CONSIGNE =>
Répondez s'il vous plaît à ces questions sur le texte consacré à l'univers de Stephen King :
1. Dans quels romans retrouve-t-on des clins d'œil au roman It ?
2. Quel personnage issu de Salem's Lot apparaît dans la série The Dark Tower ?
3. Sous quel autre nom le texte désigne-t-il les mondes possibles ?

TEXTE À LIRE =>
════════════════════
L’univers romanesque de Stephen King se déploie sur une toile d’intertexualité interne et de petites références qui tissent des liens entre la plupart des romans de ce géant de la littérature américaine. Des clins d’œil au roman It que l’on retrouve dans Dreamcatcher et 22/11/63 aux innombrables références à la Plymouth Fury de Christine ou au chien enragé de Cujo, l’œuvre kingienne se lit comme un entrelac diégétique dans lequel les personnages sont tous liés les uns aux autres, de près ou de loin. Au centre de ce vaste univers tissé se trouve la série romanesque The Dark Tower, dans laquelle on retrouve une multitude de personnages issus d’autres romans de King (comme le Père Donald Callahan de Salem’s Lot ou Ted Brautigan, le protagoniste de la nouvelle «Low Men in Yellow Coats»), et qui agit comme la série unificatrice de l’univers kingien. Si The Dark Tower est la pierre angulaire de l’œuvre de King, c’est non seulement pour la richesse et la complexité des références intertextuelles que la série met en place, mais aussi pour sa manière d’explorer le concept littéraire des mondes possibles –appelés «multivers»–, et pour sa volonté de doter ce concept d’une dimension philosophique et spirituelle particulière. À travers ce court article, nous vous invitons à explorer les modalités du multivers kingien, et les questions philosophiques que celui-ci nous permet d’aborder.
════════════════════
DONNÉES ENREGISTRÉES =>
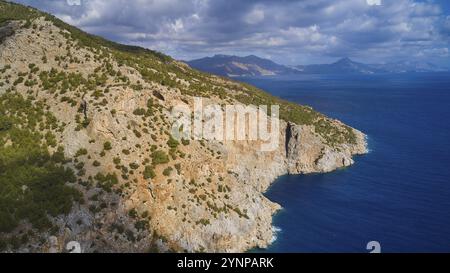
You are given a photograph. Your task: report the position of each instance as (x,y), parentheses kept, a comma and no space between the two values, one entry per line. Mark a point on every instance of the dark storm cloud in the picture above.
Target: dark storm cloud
(287,31)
════════════════════
RÉPONSE =>
1. Dans Dreamcatcher et 22/11/63.
2. Le Père Donald Callahan.
3. Les «multivers».